In fact, today it seems that the question of land, of the city and of architecture needs to be considered in relation to the timeframes of use and of urban planning. Incorporating the dimension of time into urban policy is a factor that needs to be worked on, because it affects the two principal characteristics of the contemporary city:sprawl and fragmentation. The city now spreads not only in space but in time, and the emerging feature of the modern city is that of one that is continuously active, 24/7. Urban sprawl, for its part, affects our experience of the city, which can also be perceived in terms of segregation. Time therefore reflects the reality of the fragmented city, a polychronic city that operates to different timeframes.
A RESILIENT AND ADAPTABLE CITY
So for Europan 12, the emphasis is on reflecting the rhythms and life cycles of urban spaces so that they can adapt to change, without losing their identity, can slow down and speed up, adjust to cycles and transformations in the context of an uncertain future. So it is about anticipating the inevitable impacts of change, allowing a plurality of uses, but also being capable of making creative use of what already exists. And therefore adjusting to what is already there while developing visions of the possible that take account of both permanence and variation.
The specific priority of this session, therefore, in projects of an urbano-architectural scale, is to explore time in its relation to space by making the city resilient and adaptable.
Resilience is the capacity of a space to recover a function or a development after experiencing a trauma.
Adaptability is the quality of a space that can be easily adapted to harmonise with the changes of use that it undergoes or may undergo.
The city has to regenerate after experiencing divisive urban operations or accelerate to adjust to rapid development or conversely be revitalised in terms of it uses. To do this, however, urban projects need to acquire a capacity to adapt to new timeframes of use, which are better coordinated between themselves.
The notion of an “adaptable city” is of a city that can be worked without breaking, capable of extending its possibilities and retrieving its forms, in space and time. In this case, the underlying question becomes: how do you introduce time into urban projects?

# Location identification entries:
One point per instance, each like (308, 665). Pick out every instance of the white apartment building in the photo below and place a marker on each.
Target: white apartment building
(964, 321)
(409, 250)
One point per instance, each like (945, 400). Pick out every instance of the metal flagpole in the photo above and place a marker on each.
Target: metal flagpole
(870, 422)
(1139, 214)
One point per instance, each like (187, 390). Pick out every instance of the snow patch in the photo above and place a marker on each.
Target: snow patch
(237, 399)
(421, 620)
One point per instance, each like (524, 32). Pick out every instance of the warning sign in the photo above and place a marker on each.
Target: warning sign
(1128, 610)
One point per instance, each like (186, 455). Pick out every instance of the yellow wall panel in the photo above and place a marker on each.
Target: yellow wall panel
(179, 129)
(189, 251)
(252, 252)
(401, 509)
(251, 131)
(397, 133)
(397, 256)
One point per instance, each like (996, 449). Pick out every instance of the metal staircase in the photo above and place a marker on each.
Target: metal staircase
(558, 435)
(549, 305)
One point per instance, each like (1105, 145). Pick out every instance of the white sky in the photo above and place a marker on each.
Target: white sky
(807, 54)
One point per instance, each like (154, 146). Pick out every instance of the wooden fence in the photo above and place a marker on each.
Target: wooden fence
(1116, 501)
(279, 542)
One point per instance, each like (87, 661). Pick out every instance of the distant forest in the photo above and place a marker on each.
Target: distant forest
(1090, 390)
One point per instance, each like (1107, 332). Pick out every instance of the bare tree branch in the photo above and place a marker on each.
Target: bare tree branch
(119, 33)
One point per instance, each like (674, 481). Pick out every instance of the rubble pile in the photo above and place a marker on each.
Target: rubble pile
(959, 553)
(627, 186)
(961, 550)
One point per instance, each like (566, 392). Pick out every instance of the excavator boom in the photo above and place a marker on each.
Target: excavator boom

# Complete the following:
1: Retype the portion of the Europan 12 excerpt that begins with the words containing "The specific priority" and ends with "coordinated between themselves.".
2: Put the lines of the entries into a Markdown table with the columns Row and Line, beginning with the line that contains "One point per instance, each like (187, 390)." and continuing through the end of the entries, both ends included. Omit blank lines.

# Full answers:
1:
The specific priority of this session, therefore, in projects of an urbano-architectural scale, is to explore time in its relation to space by making the city resilient and adaptable.
Resilience is the capacity of a space to recover a function or a development after experiencing a trauma.
Adaptability is the quality of a space that can be easily adapted to harmonise with the changes of use that it undergoes or may undergo.
The city has to regenerate after experiencing divisive urban operations or accelerate to adjust to rapid development or conversely be revitalised in terms of it uses. To do this, however, urban projects need to acquire a capacity to adapt to new timeframes of use, which are better coordinated between themselves.

2:
| Row | Line |
|---|---|
| 1 | One point per instance, each like (187, 390). Pick out every instance of the snow patch in the photo above and place a marker on each. |
| 2 | Target: snow patch |
| 3 | (237, 399) |
| 4 | (421, 620) |
| 5 | One point per instance, each like (524, 32). Pick out every instance of the warning sign in the photo above and place a marker on each. |
| 6 | Target: warning sign |
| 7 | (1128, 610) |
| 8 | One point per instance, each like (186, 455). Pick out every instance of the yellow wall panel in the photo above and place a marker on each. |
| 9 | Target: yellow wall panel |
| 10 | (179, 129) |
| 11 | (189, 251) |
| 12 | (252, 252) |
| 13 | (401, 509) |
| 14 | (251, 131) |
| 15 | (397, 133) |
| 16 | (397, 256) |
| 17 | One point per instance, each like (996, 449). Pick out every instance of the metal staircase in the photo above and place a marker on each. |
| 18 | Target: metal staircase |
| 19 | (558, 435) |
| 20 | (549, 305) |
| 21 | One point per instance, each like (1105, 145). Pick out every instance of the white sky in the photo above and place a marker on each. |
| 22 | Target: white sky |
| 23 | (807, 54) |
| 24 | One point per instance, each like (154, 146). Pick out every instance of the wooden fence in the photo above and place a marker on each. |
| 25 | Target: wooden fence |
| 26 | (1116, 501) |
| 27 | (279, 542) |
| 28 | One point per instance, each like (87, 661). Pick out every instance of the distant forest in the photo above and place a marker on each. |
| 29 | Target: distant forest |
| 30 | (1090, 390) |
| 31 | One point per instance, each like (1107, 332). Pick out every instance of the bare tree branch in the photo above and place a marker on each. |
| 32 | Target: bare tree branch |
| 33 | (119, 33) |
| 34 | One point per instance, each like (674, 481). Pick out every instance of the rubble pile in the photo above and place a marker on each. |
| 35 | Target: rubble pile |
| 36 | (959, 553) |
| 37 | (627, 186) |
| 38 | (961, 550) |
| 39 | One point per instance, each like (566, 392). Pick out every instance of the excavator boom in the photo above and place a marker on each. |
| 40 | Target: excavator boom |